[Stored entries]
▬▬▬▬▬▬

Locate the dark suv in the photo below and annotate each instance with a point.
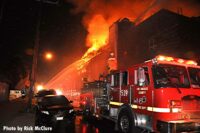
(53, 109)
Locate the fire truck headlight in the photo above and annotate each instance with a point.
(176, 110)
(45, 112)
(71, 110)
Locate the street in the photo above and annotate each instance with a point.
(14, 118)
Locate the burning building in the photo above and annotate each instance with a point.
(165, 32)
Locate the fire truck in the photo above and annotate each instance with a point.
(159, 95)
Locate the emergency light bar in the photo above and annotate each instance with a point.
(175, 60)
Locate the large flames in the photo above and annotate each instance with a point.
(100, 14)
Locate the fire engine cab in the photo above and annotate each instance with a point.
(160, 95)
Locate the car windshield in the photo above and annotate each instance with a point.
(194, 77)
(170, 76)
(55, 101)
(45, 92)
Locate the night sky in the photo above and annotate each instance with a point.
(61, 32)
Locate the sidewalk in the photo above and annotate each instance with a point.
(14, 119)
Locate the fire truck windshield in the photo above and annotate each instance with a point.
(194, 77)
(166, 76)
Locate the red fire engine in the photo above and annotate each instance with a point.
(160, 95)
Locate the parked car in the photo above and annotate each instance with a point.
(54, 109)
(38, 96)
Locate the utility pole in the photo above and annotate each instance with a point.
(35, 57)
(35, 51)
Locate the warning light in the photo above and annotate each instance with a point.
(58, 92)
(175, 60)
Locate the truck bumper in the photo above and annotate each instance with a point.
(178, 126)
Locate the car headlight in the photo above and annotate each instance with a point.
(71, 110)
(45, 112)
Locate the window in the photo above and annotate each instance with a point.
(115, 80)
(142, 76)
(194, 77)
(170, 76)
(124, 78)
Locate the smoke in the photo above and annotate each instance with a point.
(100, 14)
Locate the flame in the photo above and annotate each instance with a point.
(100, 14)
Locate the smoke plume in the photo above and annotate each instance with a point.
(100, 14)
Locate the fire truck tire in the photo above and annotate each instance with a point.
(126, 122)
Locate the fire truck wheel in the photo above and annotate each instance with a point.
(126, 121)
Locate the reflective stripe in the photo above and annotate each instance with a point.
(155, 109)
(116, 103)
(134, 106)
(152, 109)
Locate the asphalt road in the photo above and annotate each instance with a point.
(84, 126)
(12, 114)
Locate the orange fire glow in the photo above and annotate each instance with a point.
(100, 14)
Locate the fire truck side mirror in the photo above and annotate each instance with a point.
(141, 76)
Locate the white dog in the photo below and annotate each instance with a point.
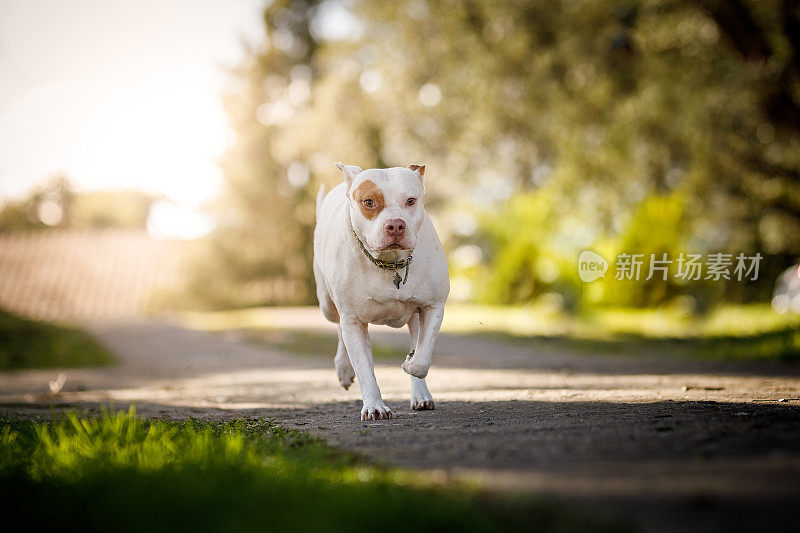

▬▬▬▬▬▬

TASK TO COMPLETE
All of the data above should be transcribed verbatim, with pictures omitted.

COMPLETE RESPONSE
Locate the dark suv in the photo below and annotate each instance with a point.
(53, 109)
Locate the fire truck headlight in the photo above and annotate each instance with a point.
(176, 110)
(45, 112)
(71, 110)
Locate the street in the photo above and annotate each instance with a point.
(14, 118)
Locate the burning building in the photo above and annotate each instance with a point.
(165, 32)
Locate the fire truck in the photo above and annotate each instance with a point.
(159, 95)
Locate the emergency light bar in the photo above and annotate each instance with a point.
(175, 60)
Locate the large flames in the photo above and annotate each instance with a point.
(100, 14)
Locate the fire engine cab in the photo above and annotate each instance with a point.
(160, 95)
Locate the car windshield in the photo above and annotate each instance with a point.
(194, 77)
(170, 76)
(55, 101)
(45, 92)
Locate the night sky in the photo above and annotate each instance with a point.
(61, 32)
Locate the sidewalk in the photo above and annotate each instance with a point.
(14, 119)
Locate the fire truck windshield in the photo above and annotate each instance with a point.
(194, 77)
(166, 76)
Locate the red fire engine in the photo above and annotate each instance with a point.
(160, 95)
Locate the parked car in the photo above and annotate each instance with a point.
(54, 109)
(38, 96)
Locate the utility pole in the photo above and annotate each instance with a point.
(35, 57)
(35, 51)
Locate the warning light in the photo above and annotate each instance with a point.
(58, 92)
(175, 60)
Locate the truck bumper in the photo above and annotate each instance with a point.
(178, 126)
Locate the car headlight in the photo above and annotate each instance with a point.
(71, 110)
(45, 112)
Locate the window in the photo above and annotate each instance with a point.
(115, 80)
(142, 76)
(194, 77)
(170, 76)
(124, 78)
Locate the smoke in the photo above and annotate each instance with a point.
(100, 14)
Locate the flame in the photo above and annotate each instance with a point.
(100, 14)
Locate the smoke plume in the photo above and annotate each instance with a point.
(100, 14)
Locate the fire truck tire in the photo above and annotate each instance with a point.
(126, 122)
Locate the fire truck wheel in the photo above and annotate each instance with a point.
(126, 121)
Locate the reflective stripe in the photo above and annotate each instance with a point.
(155, 109)
(116, 103)
(134, 106)
(152, 109)
Locate the asphalt road in the photo above and annotate each instance with a point.
(84, 126)
(12, 114)
Locate the orange fire glow in the photo above and annotate each instance with a point.
(100, 14)
Locate the fire truck side mirror in the photo above and annotate each instance with a point.
(141, 76)
Locate the white dog in the photo below and annotate each instance with a point.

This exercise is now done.